* **Given exercise**: Recast the records, from their start through the line containing "148 L 204 181", as a JSON list of strings with one string per line, skipping blank lines and leaving out the pictures.

[Image boundary annotation data]
+---+
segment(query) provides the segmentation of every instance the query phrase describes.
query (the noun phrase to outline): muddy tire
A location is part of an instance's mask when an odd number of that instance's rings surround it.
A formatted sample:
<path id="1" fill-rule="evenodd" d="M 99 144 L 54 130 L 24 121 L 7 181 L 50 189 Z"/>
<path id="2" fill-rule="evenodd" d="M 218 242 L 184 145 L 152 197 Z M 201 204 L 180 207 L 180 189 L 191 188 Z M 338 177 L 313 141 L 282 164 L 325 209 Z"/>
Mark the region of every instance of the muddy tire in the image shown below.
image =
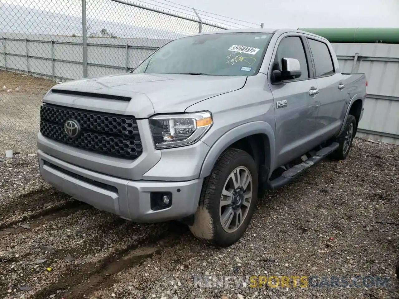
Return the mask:
<path id="1" fill-rule="evenodd" d="M 229 148 L 204 181 L 194 223 L 198 239 L 226 247 L 243 236 L 251 222 L 258 193 L 257 167 L 245 151 Z"/>
<path id="2" fill-rule="evenodd" d="M 340 146 L 331 154 L 331 157 L 333 159 L 344 160 L 348 156 L 355 137 L 356 128 L 356 119 L 353 115 L 349 114 L 346 118 L 344 130 L 334 140 L 335 142 L 338 142 Z"/>

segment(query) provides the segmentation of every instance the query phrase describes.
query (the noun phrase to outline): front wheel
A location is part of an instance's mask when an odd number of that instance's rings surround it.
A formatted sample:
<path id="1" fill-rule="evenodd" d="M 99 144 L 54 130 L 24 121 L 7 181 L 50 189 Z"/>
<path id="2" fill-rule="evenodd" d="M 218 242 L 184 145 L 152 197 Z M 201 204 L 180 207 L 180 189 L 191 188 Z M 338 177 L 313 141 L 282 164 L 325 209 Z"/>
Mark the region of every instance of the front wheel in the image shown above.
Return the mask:
<path id="1" fill-rule="evenodd" d="M 235 243 L 248 227 L 256 205 L 258 173 L 251 155 L 229 148 L 204 182 L 190 230 L 198 239 L 220 247 Z"/>

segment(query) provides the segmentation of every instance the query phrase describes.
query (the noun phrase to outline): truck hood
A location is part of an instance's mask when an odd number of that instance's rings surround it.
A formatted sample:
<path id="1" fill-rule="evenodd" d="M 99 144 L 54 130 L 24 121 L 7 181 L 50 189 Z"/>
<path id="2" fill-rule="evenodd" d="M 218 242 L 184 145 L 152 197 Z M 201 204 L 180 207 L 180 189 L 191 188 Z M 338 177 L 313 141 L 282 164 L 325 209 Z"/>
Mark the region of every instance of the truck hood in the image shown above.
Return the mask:
<path id="1" fill-rule="evenodd" d="M 198 102 L 241 88 L 246 79 L 241 76 L 119 74 L 57 85 L 43 101 L 147 118 L 154 114 L 184 112 Z M 98 96 L 93 96 L 93 93 Z M 107 98 L 107 95 L 125 98 Z"/>

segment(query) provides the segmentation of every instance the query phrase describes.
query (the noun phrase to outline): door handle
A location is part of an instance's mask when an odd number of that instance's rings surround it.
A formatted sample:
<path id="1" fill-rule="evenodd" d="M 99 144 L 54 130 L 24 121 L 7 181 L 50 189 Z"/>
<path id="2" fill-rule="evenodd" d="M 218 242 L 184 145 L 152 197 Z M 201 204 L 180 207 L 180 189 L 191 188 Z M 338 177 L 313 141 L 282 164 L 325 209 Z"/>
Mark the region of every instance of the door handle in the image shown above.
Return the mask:
<path id="1" fill-rule="evenodd" d="M 312 96 L 314 94 L 317 94 L 319 93 L 319 89 L 312 87 L 309 90 L 309 95 Z"/>

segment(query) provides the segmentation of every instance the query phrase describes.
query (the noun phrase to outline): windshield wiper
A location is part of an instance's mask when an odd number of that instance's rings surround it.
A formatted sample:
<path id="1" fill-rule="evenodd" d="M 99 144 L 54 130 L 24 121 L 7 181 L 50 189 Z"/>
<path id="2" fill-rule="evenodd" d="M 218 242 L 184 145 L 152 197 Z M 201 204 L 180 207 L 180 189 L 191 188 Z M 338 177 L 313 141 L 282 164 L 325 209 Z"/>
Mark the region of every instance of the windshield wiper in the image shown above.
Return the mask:
<path id="1" fill-rule="evenodd" d="M 180 73 L 180 75 L 207 75 L 203 73 Z"/>

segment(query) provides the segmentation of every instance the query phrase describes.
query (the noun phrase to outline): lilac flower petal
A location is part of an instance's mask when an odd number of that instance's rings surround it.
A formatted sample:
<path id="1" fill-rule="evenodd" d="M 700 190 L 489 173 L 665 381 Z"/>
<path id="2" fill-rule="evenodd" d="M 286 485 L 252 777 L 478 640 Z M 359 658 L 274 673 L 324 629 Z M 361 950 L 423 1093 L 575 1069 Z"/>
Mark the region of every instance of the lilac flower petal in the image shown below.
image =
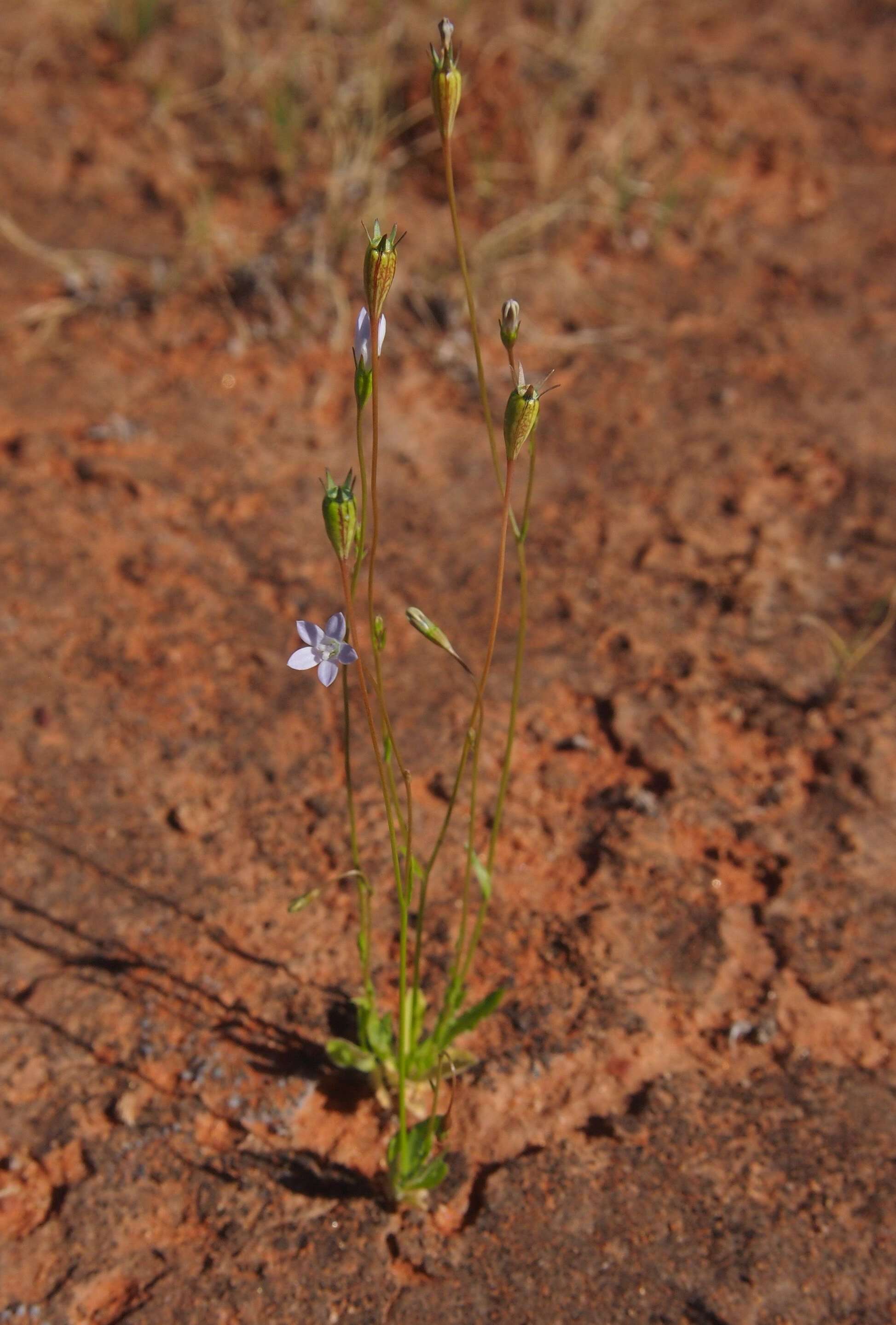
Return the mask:
<path id="1" fill-rule="evenodd" d="M 344 640 L 345 639 L 345 617 L 341 612 L 334 612 L 323 628 L 326 636 L 331 640 Z"/>
<path id="2" fill-rule="evenodd" d="M 324 685 L 332 685 L 337 676 L 339 665 L 336 662 L 331 662 L 330 659 L 322 662 L 318 668 L 318 680 Z"/>
<path id="3" fill-rule="evenodd" d="M 367 309 L 361 309 L 355 325 L 355 362 L 371 371 L 371 317 Z"/>
<path id="4" fill-rule="evenodd" d="M 314 621 L 296 621 L 295 628 L 306 644 L 318 645 L 323 640 L 323 631 Z"/>
<path id="5" fill-rule="evenodd" d="M 314 649 L 296 649 L 286 661 L 287 666 L 296 672 L 307 672 L 310 666 L 318 665 L 318 655 Z"/>

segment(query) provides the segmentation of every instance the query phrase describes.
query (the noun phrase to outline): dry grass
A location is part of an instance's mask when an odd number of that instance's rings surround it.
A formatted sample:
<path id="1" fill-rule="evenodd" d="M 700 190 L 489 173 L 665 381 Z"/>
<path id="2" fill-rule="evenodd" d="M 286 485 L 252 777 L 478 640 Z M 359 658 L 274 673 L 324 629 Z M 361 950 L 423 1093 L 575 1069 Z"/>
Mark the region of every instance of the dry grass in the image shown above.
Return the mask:
<path id="1" fill-rule="evenodd" d="M 647 102 L 633 36 L 642 9 L 455 7 L 475 107 L 459 122 L 458 163 L 480 280 L 517 273 L 533 246 L 585 227 L 643 242 L 666 224 L 676 155 Z M 236 282 L 251 305 L 233 315 L 241 337 L 344 339 L 360 221 L 439 188 L 426 58 L 439 13 L 416 0 L 13 0 L 0 74 L 15 98 L 67 69 L 87 118 L 120 87 L 130 123 L 98 123 L 95 151 L 120 155 L 111 139 L 126 131 L 120 187 L 142 178 L 172 216 L 154 298 Z M 4 237 L 13 232 L 53 253 L 40 217 L 11 207 Z M 101 232 L 95 244 L 122 250 Z M 414 248 L 425 288 L 438 253 L 426 236 Z"/>

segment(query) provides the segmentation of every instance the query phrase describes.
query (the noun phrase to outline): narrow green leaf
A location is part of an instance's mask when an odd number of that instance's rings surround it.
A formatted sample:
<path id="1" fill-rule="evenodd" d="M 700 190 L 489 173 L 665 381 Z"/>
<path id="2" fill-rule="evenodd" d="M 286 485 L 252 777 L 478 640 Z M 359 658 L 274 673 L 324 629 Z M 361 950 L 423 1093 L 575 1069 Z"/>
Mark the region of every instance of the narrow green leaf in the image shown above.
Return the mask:
<path id="1" fill-rule="evenodd" d="M 425 1165 L 418 1174 L 405 1182 L 406 1191 L 431 1191 L 447 1178 L 447 1162 L 442 1155 L 435 1155 Z"/>
<path id="2" fill-rule="evenodd" d="M 327 1057 L 337 1068 L 353 1068 L 355 1072 L 372 1072 L 376 1059 L 351 1040 L 327 1040 Z"/>
<path id="3" fill-rule="evenodd" d="M 472 853 L 472 872 L 476 876 L 476 882 L 479 884 L 479 890 L 482 892 L 483 900 L 490 901 L 491 898 L 491 874 L 479 860 L 479 856 Z"/>
<path id="4" fill-rule="evenodd" d="M 311 888 L 307 893 L 302 893 L 300 897 L 294 897 L 286 909 L 290 913 L 290 916 L 295 916 L 296 912 L 304 910 L 308 902 L 312 902 L 315 897 L 320 897 L 319 888 Z"/>
<path id="5" fill-rule="evenodd" d="M 380 1016 L 376 1008 L 371 1008 L 367 1015 L 365 1023 L 368 1044 L 376 1053 L 377 1059 L 385 1061 L 394 1053 L 394 1044 L 392 1036 L 392 1016 L 385 1012 Z"/>
<path id="6" fill-rule="evenodd" d="M 467 1031 L 471 1031 L 474 1026 L 478 1026 L 479 1022 L 482 1022 L 483 1016 L 488 1016 L 495 1011 L 503 996 L 503 988 L 492 990 L 491 994 L 486 994 L 483 999 L 479 999 L 478 1003 L 469 1007 L 466 1012 L 461 1012 L 459 1016 L 453 1018 L 447 1024 L 443 1043 L 447 1045 L 451 1040 L 457 1039 L 458 1035 L 465 1035 Z"/>

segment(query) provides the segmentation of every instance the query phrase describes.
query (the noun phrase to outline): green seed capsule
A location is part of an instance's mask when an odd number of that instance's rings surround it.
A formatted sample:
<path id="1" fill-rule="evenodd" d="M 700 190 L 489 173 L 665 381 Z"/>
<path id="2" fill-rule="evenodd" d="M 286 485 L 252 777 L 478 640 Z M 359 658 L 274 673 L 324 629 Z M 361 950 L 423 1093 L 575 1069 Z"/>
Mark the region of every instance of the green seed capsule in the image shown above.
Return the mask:
<path id="1" fill-rule="evenodd" d="M 520 364 L 516 386 L 507 398 L 504 408 L 504 447 L 508 460 L 516 460 L 532 436 L 539 421 L 539 392 L 531 383 L 527 384 Z"/>
<path id="2" fill-rule="evenodd" d="M 323 525 L 340 562 L 347 560 L 355 550 L 357 509 L 352 492 L 353 485 L 351 469 L 344 484 L 334 482 L 330 470 L 327 470 L 323 489 Z"/>
<path id="3" fill-rule="evenodd" d="M 433 93 L 433 110 L 435 111 L 439 132 L 442 138 L 450 138 L 454 131 L 454 117 L 457 115 L 458 106 L 461 105 L 462 80 L 457 56 L 454 54 L 454 48 L 451 46 L 454 24 L 447 19 L 442 19 L 438 25 L 438 30 L 442 38 L 442 49 L 437 52 L 434 46 L 429 48 L 430 54 L 433 56 L 433 77 L 430 80 L 430 89 Z"/>
<path id="4" fill-rule="evenodd" d="M 373 221 L 373 233 L 368 236 L 364 254 L 364 298 L 371 314 L 371 326 L 379 326 L 382 305 L 394 280 L 398 262 L 397 233 L 398 228 L 393 225 L 388 235 L 382 235 L 380 223 Z"/>
<path id="5" fill-rule="evenodd" d="M 507 299 L 500 310 L 500 339 L 506 350 L 512 350 L 520 334 L 520 306 L 516 299 Z"/>
<path id="6" fill-rule="evenodd" d="M 413 628 L 420 631 L 424 639 L 427 639 L 430 643 L 437 644 L 441 649 L 445 649 L 446 653 L 450 653 L 451 657 L 461 664 L 465 672 L 470 672 L 470 668 L 454 648 L 445 631 L 437 625 L 435 621 L 430 621 L 426 612 L 421 612 L 418 607 L 406 607 L 405 616 Z M 470 676 L 472 676 L 472 672 L 470 672 Z"/>

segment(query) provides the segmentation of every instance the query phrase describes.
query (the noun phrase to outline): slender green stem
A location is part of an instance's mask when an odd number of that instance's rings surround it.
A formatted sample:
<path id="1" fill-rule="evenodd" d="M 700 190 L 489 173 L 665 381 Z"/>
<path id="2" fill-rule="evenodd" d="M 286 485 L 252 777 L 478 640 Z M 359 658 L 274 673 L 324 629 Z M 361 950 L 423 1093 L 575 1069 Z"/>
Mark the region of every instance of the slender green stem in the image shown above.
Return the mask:
<path id="1" fill-rule="evenodd" d="M 352 602 L 355 602 L 355 591 L 357 590 L 357 580 L 361 574 L 361 564 L 364 562 L 364 542 L 367 539 L 367 458 L 364 456 L 364 428 L 361 427 L 363 417 L 364 407 L 356 405 L 355 441 L 357 443 L 357 472 L 361 478 L 361 522 L 357 539 L 357 556 L 355 558 L 355 566 L 352 567 Z"/>
<path id="2" fill-rule="evenodd" d="M 535 485 L 535 457 L 536 448 L 535 441 L 529 447 L 529 476 L 525 484 L 525 501 L 523 504 L 523 523 L 520 531 L 516 535 L 516 558 L 520 574 L 520 620 L 516 629 L 516 659 L 514 662 L 514 685 L 511 690 L 511 712 L 507 723 L 507 742 L 504 745 L 504 757 L 502 759 L 500 770 L 500 783 L 498 787 L 498 800 L 495 802 L 495 816 L 491 824 L 491 833 L 488 837 L 488 859 L 486 861 L 486 869 L 491 874 L 495 868 L 495 851 L 498 848 L 498 836 L 500 833 L 502 819 L 504 815 L 504 802 L 507 799 L 507 786 L 510 783 L 511 775 L 511 761 L 514 757 L 514 741 L 516 738 L 516 713 L 520 702 L 520 684 L 523 681 L 523 662 L 525 659 L 525 629 L 528 625 L 528 608 L 529 608 L 529 579 L 528 568 L 525 564 L 525 535 L 529 529 L 529 513 L 532 507 L 532 489 Z M 486 914 L 488 912 L 488 898 L 482 897 L 479 900 L 479 909 L 476 912 L 476 920 L 472 926 L 472 934 L 470 937 L 470 947 L 466 957 L 463 958 L 463 965 L 461 966 L 461 986 L 466 984 L 470 975 L 470 967 L 472 966 L 472 959 L 476 955 L 476 949 L 479 946 L 479 938 L 482 937 L 482 928 L 486 922 Z"/>
<path id="3" fill-rule="evenodd" d="M 482 727 L 483 727 L 483 698 L 486 693 L 486 681 L 488 680 L 488 672 L 491 670 L 491 660 L 495 653 L 495 643 L 498 640 L 498 623 L 500 620 L 500 604 L 504 588 L 504 563 L 507 553 L 507 525 L 510 521 L 510 507 L 511 507 L 511 486 L 514 478 L 514 461 L 508 457 L 507 468 L 504 472 L 504 496 L 502 500 L 502 513 L 500 513 L 500 545 L 498 550 L 498 576 L 495 584 L 495 607 L 491 619 L 491 629 L 488 632 L 488 648 L 486 651 L 486 661 L 482 668 L 482 677 L 476 688 L 476 701 L 472 708 L 472 716 L 470 718 L 470 727 L 475 725 L 475 734 L 472 737 L 472 767 L 470 775 L 470 832 L 467 837 L 467 861 L 463 872 L 463 892 L 461 901 L 461 928 L 458 930 L 458 938 L 454 949 L 454 961 L 451 962 L 451 970 L 449 971 L 449 988 L 451 988 L 457 977 L 461 971 L 461 959 L 463 954 L 463 945 L 466 941 L 466 926 L 467 916 L 470 909 L 470 878 L 472 867 L 472 840 L 475 831 L 475 814 L 476 814 L 476 791 L 478 791 L 478 772 L 479 772 L 479 749 L 482 745 Z M 476 723 L 476 717 L 479 718 Z M 469 737 L 467 737 L 469 739 Z M 445 1008 L 443 1008 L 445 1011 Z"/>
<path id="4" fill-rule="evenodd" d="M 371 897 L 367 874 L 361 869 L 361 856 L 357 847 L 357 818 L 355 815 L 355 788 L 352 786 L 351 714 L 348 709 L 348 669 L 343 668 L 343 762 L 345 767 L 345 800 L 348 802 L 348 836 L 352 848 L 352 865 L 357 884 L 357 924 L 360 929 L 359 953 L 361 958 L 361 980 L 364 992 L 373 995 L 371 979 Z"/>
<path id="5" fill-rule="evenodd" d="M 535 482 L 535 447 L 529 450 L 529 477 L 525 484 L 525 501 L 523 504 L 523 523 L 516 537 L 516 562 L 520 576 L 520 620 L 516 628 L 516 657 L 514 660 L 514 684 L 511 686 L 511 712 L 507 722 L 507 742 L 502 759 L 500 783 L 498 786 L 498 799 L 495 802 L 495 815 L 488 839 L 488 860 L 486 869 L 491 873 L 495 864 L 495 849 L 500 833 L 502 818 L 504 814 L 504 800 L 507 799 L 507 784 L 511 775 L 511 759 L 514 755 L 514 741 L 516 738 L 516 712 L 520 704 L 520 685 L 523 681 L 523 662 L 525 661 L 525 629 L 529 611 L 529 576 L 525 564 L 525 535 L 529 526 L 529 506 L 532 505 L 532 485 Z"/>
<path id="6" fill-rule="evenodd" d="M 479 379 L 479 399 L 482 401 L 482 412 L 486 420 L 486 431 L 488 432 L 488 449 L 491 450 L 491 462 L 495 468 L 495 478 L 498 480 L 498 486 L 502 484 L 500 465 L 498 462 L 498 444 L 495 443 L 495 425 L 491 419 L 491 405 L 488 404 L 488 388 L 486 387 L 486 370 L 482 366 L 482 348 L 479 346 L 479 327 L 476 323 L 476 303 L 472 297 L 472 285 L 470 282 L 470 273 L 467 270 L 467 256 L 463 250 L 463 236 L 461 235 L 461 219 L 458 216 L 458 200 L 454 193 L 454 163 L 451 160 L 451 139 L 442 139 L 442 159 L 445 162 L 445 188 L 449 197 L 449 208 L 451 212 L 451 225 L 454 227 L 454 245 L 458 250 L 458 265 L 461 268 L 461 276 L 463 277 L 463 289 L 467 295 L 467 311 L 470 314 L 470 335 L 472 337 L 472 351 L 476 356 L 476 376 Z"/>
<path id="7" fill-rule="evenodd" d="M 479 400 L 482 404 L 482 415 L 486 420 L 486 432 L 488 433 L 488 449 L 491 452 L 491 464 L 495 470 L 495 480 L 498 488 L 503 490 L 503 476 L 500 472 L 500 464 L 498 460 L 498 443 L 495 441 L 495 424 L 491 417 L 491 404 L 488 403 L 488 387 L 486 386 L 486 370 L 482 363 L 482 347 L 479 344 L 479 323 L 476 321 L 476 301 L 472 294 L 472 282 L 470 281 L 470 272 L 467 269 L 467 254 L 463 248 L 463 235 L 461 233 L 461 217 L 458 216 L 458 201 L 454 192 L 454 162 L 451 159 L 451 139 L 442 139 L 442 160 L 445 163 L 445 188 L 447 191 L 449 209 L 451 212 L 451 227 L 454 229 L 454 246 L 458 253 L 458 266 L 461 268 L 461 277 L 463 278 L 463 290 L 467 297 L 467 313 L 470 315 L 470 337 L 472 338 L 472 352 L 476 356 L 476 380 L 479 382 Z M 514 535 L 519 533 L 519 526 L 516 523 L 516 517 L 514 511 L 510 513 L 511 529 Z"/>
<path id="8" fill-rule="evenodd" d="M 368 315 L 371 310 L 368 309 Z M 405 796 L 406 796 L 406 819 L 405 819 L 405 881 L 402 884 L 401 869 L 396 865 L 396 884 L 398 888 L 398 909 L 400 909 L 400 967 L 398 967 L 398 1155 L 400 1155 L 400 1169 L 404 1173 L 408 1159 L 408 1105 L 406 1105 L 406 1076 L 408 1076 L 408 1007 L 405 999 L 405 990 L 408 983 L 406 971 L 406 957 L 408 957 L 408 909 L 410 905 L 410 888 L 413 884 L 413 811 L 410 799 L 410 775 L 404 766 L 401 754 L 394 741 L 392 733 L 392 723 L 389 722 L 389 714 L 385 702 L 385 689 L 382 685 L 382 666 L 380 661 L 380 651 L 376 648 L 376 631 L 375 631 L 375 602 L 373 602 L 373 576 L 376 571 L 376 554 L 380 545 L 380 497 L 377 490 L 377 466 L 380 456 L 380 355 L 376 344 L 376 321 L 371 315 L 371 326 L 375 329 L 371 346 L 371 367 L 373 374 L 373 390 L 371 392 L 371 484 L 368 489 L 371 515 L 372 515 L 372 529 L 371 529 L 371 550 L 368 553 L 367 562 L 367 615 L 368 625 L 371 631 L 371 648 L 373 649 L 373 668 L 375 668 L 375 686 L 376 697 L 380 708 L 380 725 L 381 734 L 389 735 L 389 742 L 392 746 L 392 754 L 394 755 L 396 763 L 398 765 L 398 771 L 404 778 L 405 783 Z M 394 792 L 394 799 L 397 800 L 397 791 L 394 787 L 394 780 L 392 779 L 392 770 L 386 770 L 380 755 L 379 739 L 375 734 L 375 729 L 371 729 L 371 739 L 376 743 L 376 757 L 377 765 L 382 770 L 382 795 L 386 800 L 386 810 L 389 814 L 389 824 L 392 825 L 392 795 Z"/>

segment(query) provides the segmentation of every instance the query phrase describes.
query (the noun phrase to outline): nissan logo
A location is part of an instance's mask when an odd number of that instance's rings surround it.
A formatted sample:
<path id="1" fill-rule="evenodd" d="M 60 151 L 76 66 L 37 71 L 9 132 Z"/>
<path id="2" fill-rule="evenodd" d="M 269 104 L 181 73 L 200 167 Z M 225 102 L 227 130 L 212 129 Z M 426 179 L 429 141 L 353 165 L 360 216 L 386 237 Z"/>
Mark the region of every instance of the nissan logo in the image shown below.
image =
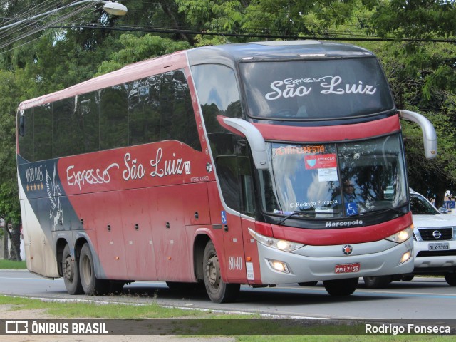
+---+
* **Final answer**:
[
  "segment(query) provides the segmentation of every instance the query phrase describes.",
  "query (the noun phrase to outline): muddy tire",
  "A location is part of an instance's mask when an odd number of that instance's rings surround it.",
  "A formatted sample:",
  "<path id=\"1\" fill-rule=\"evenodd\" d=\"M 99 144 L 54 130 L 24 121 L 7 181 L 50 189 Z\"/>",
  "<path id=\"2\" fill-rule=\"evenodd\" d=\"M 218 242 L 184 145 L 152 197 Z M 201 204 L 180 207 L 180 189 L 191 188 Z M 338 177 L 313 141 L 282 164 L 325 209 Z\"/>",
  "Mark the region of every instance of the muddy tire in the image shown below.",
  "image =",
  "Return the mask:",
  "<path id=\"1\" fill-rule=\"evenodd\" d=\"M 229 148 L 204 181 L 194 223 L 198 239 L 226 247 L 243 236 L 251 222 L 258 193 L 257 167 L 245 151 Z\"/>"
]